Rewrite the following lines as a JSON list of strings, one string for each line and no blank lines, and leave any picture out of the answer.

[Saved entries]

┄┄┄┄┄┄

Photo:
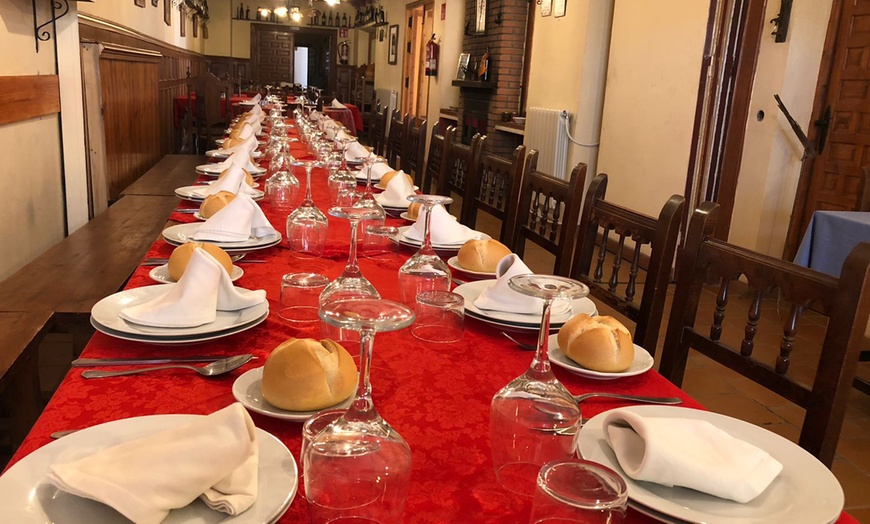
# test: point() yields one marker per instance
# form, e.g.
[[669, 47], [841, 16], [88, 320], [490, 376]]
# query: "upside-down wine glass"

┄┄┄┄┄┄

## THE RESULT
[
  "Photo:",
  "# test: point() yields one marker per instance",
  "# form, e.g.",
  "[[669, 47], [841, 16], [88, 320], [490, 376]]",
  "# query: \"upside-down wine glass\""
]